▸ REQUIRED TASKS:
- 1) From the John Sinclair biography, extract the stretch from "Sir John Alexander" through "1953 to 1956." word for word.
- 2) In the John Sinclair biography, which regiment was Sinclair commissioned into after training at the Royal Military Academy, Woolwich?

▸ TEXT EXTRACT:

▶

- Sinclair in 1944

4th Chief of the Secret Intelligence Service
- In office 1953–1956
- Preceded by: Stewart Menzies
- Succeeded by: Dick White

Director of Military Intelligence
- In office 1944–1945
- Preceded by: Francis Davidson
- Succeeded by: Freddie de Guingand

Personal details
- Born: 29 May 1897 Fulham, London
- Died: 22 March 1977 (aged 79) Funtington, West Sussex
- Occupation: Intelligence officer
- Awards: KCMG, CB, OBE, Commander of the Legion of Merit, Commander of the Order of the Crown

Military service
- Allegiance: United Kingdom
- Branch/service: Royal Navy; British Army; Secret Intelligence Service (SIS/MI6);
- Rank: Major-General; Chief of the Secret Intelligence Service;

= John Sinclair (British Army officer) =

British Army general

Sir John Alexander Sinclair, (29 May 1897 – 22 March 1977) was a British Army general who was head of the Secret Intelligence Service (SIS) from 1953 to 1956.

==Career==
Sinclair was the second son of a Church of England priest, John Sinclair. He was educated at West Downs School, Winchester, and the Naval Colleges at Osborne and Dartmouth. He served in the Royal Navy during World War I but had to leave the Navy due to ill health. At the end of the war he transferred to the army and after training at Royal Military Academy, Woolwich, was commissioned into the Royal Field Artillery. In 1938 he was appointed an instructor at the Staff College, Camberley. By 1941 he was Deputy Director of Operations at the War Office and then in 1942 he became Commander Royal Artillery for 1st Division. In 1944 he was appointed Director of Military Intelligence at the War Office. In 1946, while still in the army, he started working for the SIS.

◀

▸ EXTRACTED RECORDS:
▶

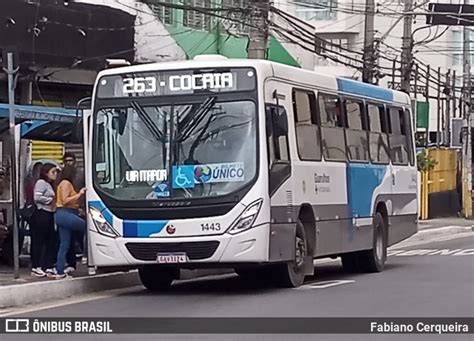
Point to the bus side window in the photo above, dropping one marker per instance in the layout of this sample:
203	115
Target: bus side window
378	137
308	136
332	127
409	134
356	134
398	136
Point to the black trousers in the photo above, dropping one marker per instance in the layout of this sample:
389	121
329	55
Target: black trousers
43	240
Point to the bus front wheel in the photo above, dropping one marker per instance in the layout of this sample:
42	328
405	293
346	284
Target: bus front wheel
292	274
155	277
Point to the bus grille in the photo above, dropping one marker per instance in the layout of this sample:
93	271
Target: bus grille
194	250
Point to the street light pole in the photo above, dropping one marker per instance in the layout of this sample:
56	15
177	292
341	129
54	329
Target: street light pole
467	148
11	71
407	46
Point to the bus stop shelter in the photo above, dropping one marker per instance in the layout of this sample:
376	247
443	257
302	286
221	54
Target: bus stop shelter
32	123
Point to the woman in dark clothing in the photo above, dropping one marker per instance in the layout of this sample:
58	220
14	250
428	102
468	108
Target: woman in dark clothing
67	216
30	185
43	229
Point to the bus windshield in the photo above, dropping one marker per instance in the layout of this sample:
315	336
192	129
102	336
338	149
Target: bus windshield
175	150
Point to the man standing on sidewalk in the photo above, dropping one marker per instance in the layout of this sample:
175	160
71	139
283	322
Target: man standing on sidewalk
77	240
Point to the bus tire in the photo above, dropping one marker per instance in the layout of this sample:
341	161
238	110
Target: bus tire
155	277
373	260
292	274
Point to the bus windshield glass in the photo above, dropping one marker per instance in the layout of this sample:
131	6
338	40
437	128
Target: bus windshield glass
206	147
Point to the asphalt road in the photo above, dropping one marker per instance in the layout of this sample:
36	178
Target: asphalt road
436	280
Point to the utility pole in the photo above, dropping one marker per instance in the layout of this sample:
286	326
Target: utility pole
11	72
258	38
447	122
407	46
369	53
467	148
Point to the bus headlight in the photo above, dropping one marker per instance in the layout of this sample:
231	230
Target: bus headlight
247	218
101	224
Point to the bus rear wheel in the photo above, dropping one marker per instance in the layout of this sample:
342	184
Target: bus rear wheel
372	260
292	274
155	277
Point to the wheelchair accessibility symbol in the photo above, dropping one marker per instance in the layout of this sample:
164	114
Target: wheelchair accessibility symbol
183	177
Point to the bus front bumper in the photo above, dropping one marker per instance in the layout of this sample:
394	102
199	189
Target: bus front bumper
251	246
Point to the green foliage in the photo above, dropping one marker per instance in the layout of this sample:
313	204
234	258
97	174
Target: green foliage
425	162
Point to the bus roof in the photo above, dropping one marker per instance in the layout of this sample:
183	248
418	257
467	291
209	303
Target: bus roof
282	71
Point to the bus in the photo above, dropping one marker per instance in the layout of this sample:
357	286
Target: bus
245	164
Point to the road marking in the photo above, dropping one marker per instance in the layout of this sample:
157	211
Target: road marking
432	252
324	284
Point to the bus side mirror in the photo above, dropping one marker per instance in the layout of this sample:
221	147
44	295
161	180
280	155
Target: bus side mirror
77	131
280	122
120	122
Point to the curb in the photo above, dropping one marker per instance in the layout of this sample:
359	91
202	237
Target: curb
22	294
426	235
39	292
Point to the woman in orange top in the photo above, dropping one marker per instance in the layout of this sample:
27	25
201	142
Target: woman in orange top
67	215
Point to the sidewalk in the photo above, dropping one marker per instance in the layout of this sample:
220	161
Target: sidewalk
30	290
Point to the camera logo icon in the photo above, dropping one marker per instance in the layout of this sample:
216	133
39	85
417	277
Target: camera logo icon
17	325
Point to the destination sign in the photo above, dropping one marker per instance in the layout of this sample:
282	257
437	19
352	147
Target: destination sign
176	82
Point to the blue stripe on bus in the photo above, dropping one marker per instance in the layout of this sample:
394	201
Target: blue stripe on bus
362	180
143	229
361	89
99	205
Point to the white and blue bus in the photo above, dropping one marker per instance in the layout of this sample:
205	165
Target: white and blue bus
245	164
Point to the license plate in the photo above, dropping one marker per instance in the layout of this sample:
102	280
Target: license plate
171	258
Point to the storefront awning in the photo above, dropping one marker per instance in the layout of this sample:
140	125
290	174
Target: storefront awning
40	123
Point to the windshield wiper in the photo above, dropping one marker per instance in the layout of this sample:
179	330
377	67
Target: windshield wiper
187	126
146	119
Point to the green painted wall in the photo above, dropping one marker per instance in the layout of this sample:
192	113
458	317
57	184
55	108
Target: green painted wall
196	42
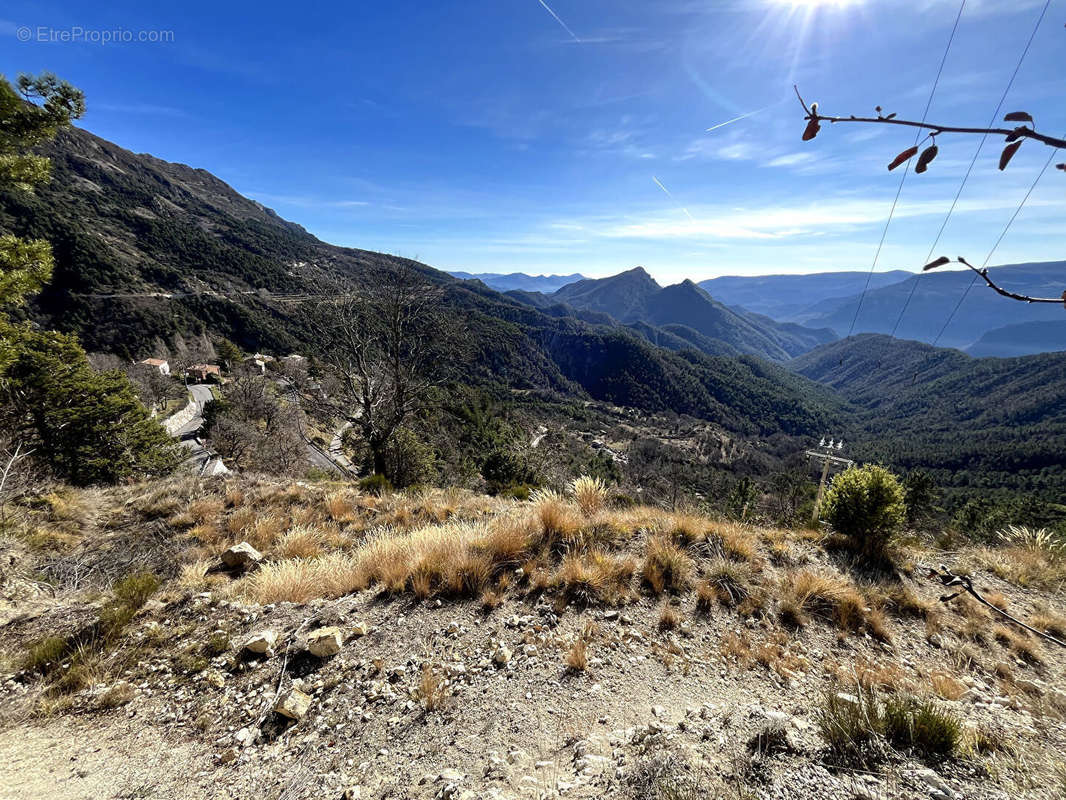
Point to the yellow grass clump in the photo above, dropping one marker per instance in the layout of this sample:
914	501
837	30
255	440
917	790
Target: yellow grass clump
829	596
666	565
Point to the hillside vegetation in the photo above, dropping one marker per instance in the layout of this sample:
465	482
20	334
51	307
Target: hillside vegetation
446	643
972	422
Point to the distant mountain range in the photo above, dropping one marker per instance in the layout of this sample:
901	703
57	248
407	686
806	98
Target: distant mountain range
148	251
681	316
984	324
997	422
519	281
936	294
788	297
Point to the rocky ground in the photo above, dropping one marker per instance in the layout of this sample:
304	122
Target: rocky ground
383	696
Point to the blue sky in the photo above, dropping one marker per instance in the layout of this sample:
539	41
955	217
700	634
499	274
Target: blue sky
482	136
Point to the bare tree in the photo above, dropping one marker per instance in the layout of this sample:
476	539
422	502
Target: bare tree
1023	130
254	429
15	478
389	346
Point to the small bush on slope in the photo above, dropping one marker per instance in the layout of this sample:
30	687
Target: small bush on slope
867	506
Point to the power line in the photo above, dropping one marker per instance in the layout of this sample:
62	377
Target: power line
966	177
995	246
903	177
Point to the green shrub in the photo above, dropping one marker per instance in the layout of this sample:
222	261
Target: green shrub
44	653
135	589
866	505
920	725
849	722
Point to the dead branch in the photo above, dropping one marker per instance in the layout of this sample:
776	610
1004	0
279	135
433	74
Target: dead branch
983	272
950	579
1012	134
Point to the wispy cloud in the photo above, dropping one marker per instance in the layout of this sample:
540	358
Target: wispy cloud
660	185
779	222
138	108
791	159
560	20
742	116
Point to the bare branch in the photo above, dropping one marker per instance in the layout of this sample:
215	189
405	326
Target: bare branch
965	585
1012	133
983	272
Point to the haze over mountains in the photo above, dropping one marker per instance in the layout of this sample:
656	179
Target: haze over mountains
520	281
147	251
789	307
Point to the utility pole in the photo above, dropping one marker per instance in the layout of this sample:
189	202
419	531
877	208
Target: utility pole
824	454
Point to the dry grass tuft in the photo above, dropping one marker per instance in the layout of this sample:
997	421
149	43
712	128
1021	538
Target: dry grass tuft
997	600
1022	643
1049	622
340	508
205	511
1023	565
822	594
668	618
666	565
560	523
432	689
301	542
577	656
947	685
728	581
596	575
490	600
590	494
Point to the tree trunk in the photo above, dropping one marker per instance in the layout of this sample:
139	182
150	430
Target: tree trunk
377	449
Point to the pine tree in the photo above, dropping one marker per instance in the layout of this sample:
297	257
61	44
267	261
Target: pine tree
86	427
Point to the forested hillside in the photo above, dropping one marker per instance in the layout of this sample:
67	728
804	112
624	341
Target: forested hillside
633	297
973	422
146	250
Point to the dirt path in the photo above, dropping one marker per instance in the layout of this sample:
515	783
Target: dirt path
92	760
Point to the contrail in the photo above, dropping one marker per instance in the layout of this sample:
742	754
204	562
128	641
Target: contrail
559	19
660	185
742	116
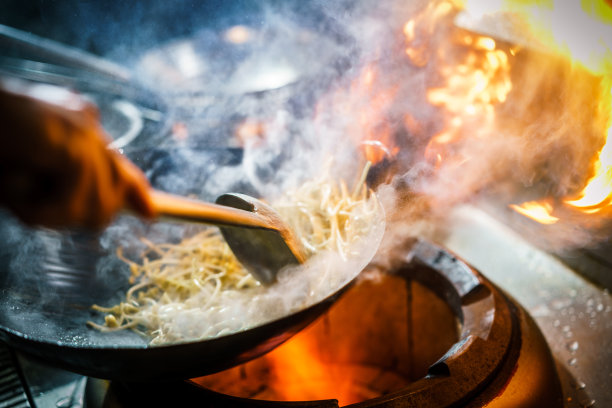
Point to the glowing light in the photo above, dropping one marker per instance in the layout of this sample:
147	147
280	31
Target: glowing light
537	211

◀

▸ RESPONSES:
- 1)
Sir John Alexander Sinclair, (29 May 1897 – 22 March 1977) was a British Army general who was head of the Secret Intelligence Service (SIS) from 1953 to 1956.

- 2) The Royal Field Artillery.